WHAT YOU NEED TO DO | Collect every line in the records below that contains the string "positive". Case counts.

SUPPLIED DATA |
^^^^^^^^
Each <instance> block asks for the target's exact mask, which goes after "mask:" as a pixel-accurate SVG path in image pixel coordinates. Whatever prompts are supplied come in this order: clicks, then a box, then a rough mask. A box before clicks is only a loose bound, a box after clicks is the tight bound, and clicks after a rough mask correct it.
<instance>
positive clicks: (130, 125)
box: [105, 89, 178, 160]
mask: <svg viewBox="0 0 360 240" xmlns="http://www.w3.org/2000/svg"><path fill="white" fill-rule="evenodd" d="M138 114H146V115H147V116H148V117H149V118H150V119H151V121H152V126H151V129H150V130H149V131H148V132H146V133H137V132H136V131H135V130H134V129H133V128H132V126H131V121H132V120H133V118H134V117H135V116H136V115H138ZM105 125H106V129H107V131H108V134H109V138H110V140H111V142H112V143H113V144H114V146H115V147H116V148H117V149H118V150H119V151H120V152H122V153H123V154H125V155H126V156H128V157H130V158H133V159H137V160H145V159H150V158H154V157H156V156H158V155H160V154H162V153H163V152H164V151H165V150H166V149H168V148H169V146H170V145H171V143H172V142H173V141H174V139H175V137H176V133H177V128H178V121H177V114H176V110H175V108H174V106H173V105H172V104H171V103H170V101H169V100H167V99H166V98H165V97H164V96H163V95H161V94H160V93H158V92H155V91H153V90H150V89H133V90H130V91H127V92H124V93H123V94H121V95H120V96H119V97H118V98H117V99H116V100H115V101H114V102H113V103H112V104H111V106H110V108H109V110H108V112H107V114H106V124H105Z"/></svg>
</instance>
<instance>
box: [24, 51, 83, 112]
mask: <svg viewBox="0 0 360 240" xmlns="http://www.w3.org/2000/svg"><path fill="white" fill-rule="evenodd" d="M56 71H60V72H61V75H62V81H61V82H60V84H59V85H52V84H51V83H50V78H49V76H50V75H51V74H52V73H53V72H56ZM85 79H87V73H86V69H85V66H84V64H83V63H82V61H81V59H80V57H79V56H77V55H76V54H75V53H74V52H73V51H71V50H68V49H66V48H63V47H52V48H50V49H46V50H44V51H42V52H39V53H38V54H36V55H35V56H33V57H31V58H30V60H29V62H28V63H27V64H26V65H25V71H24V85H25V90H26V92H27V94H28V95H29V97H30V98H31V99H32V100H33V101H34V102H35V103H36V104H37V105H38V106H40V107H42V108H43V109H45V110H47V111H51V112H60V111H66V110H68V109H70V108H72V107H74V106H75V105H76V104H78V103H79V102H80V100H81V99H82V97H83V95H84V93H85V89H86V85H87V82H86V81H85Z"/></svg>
^^^^^^^^
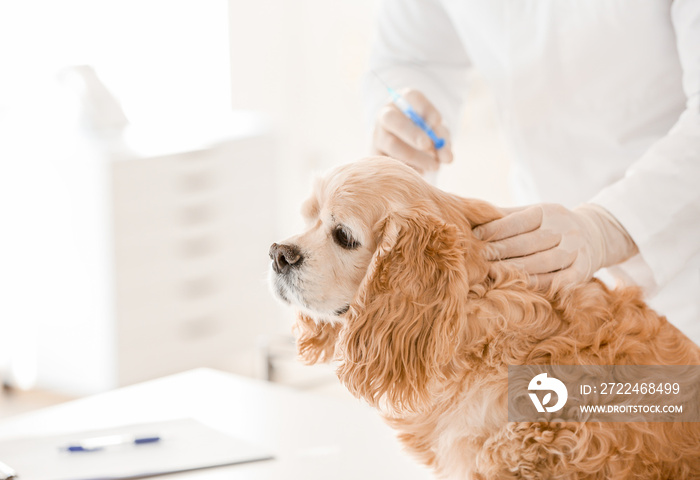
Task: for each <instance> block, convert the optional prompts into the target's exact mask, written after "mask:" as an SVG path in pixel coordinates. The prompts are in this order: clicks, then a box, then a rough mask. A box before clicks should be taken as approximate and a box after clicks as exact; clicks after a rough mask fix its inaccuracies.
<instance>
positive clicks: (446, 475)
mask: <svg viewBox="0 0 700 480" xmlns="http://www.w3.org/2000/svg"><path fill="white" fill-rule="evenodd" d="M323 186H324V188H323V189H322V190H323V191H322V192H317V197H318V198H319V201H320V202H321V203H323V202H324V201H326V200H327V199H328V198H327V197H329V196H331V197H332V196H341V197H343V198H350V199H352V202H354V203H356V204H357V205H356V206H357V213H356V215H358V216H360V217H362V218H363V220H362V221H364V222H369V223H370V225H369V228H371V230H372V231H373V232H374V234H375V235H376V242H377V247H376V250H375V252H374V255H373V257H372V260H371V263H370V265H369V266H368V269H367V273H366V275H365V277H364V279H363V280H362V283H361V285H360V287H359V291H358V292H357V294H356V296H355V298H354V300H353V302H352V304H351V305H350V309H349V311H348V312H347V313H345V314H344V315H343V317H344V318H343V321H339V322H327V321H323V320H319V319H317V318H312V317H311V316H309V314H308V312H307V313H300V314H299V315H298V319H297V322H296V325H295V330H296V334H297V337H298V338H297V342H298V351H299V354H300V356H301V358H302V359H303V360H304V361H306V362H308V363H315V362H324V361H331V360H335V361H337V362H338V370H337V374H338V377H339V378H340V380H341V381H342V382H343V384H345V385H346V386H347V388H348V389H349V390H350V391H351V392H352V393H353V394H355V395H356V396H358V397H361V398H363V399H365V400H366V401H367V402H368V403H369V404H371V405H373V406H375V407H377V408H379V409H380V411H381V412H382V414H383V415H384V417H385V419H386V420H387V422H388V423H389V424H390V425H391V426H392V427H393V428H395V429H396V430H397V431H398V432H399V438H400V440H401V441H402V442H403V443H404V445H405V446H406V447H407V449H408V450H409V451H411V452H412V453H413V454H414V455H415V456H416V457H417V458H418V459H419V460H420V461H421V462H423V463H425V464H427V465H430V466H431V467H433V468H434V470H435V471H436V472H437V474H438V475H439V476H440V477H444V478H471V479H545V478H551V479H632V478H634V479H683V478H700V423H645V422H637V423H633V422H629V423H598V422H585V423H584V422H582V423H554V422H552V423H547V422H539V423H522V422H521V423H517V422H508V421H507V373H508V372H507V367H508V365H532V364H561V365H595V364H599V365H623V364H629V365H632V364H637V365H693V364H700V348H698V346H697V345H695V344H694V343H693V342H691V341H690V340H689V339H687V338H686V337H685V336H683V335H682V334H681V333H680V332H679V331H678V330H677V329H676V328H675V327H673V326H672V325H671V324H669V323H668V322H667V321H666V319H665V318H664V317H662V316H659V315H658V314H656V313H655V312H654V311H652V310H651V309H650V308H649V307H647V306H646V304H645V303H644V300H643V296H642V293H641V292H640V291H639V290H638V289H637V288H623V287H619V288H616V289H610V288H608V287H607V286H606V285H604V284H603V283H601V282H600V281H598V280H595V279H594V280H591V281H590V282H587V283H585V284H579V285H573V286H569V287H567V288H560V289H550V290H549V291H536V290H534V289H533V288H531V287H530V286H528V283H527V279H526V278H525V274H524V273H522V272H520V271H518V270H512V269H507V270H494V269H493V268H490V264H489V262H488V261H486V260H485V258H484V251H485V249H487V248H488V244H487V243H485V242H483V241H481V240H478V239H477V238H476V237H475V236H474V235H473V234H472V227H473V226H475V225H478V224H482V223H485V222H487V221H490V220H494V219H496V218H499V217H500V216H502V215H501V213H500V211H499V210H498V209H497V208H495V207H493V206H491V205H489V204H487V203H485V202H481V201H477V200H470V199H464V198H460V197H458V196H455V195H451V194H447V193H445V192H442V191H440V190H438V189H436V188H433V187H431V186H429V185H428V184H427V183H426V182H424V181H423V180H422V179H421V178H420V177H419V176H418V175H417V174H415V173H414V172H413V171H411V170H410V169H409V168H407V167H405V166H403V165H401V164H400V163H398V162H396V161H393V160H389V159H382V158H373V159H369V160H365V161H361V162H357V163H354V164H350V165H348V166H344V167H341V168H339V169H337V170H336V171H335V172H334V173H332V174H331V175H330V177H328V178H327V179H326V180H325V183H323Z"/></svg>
^^^^^^^^
EXERCISE OUTPUT |
positive clicks: (130, 125)
positive clicks: (446, 475)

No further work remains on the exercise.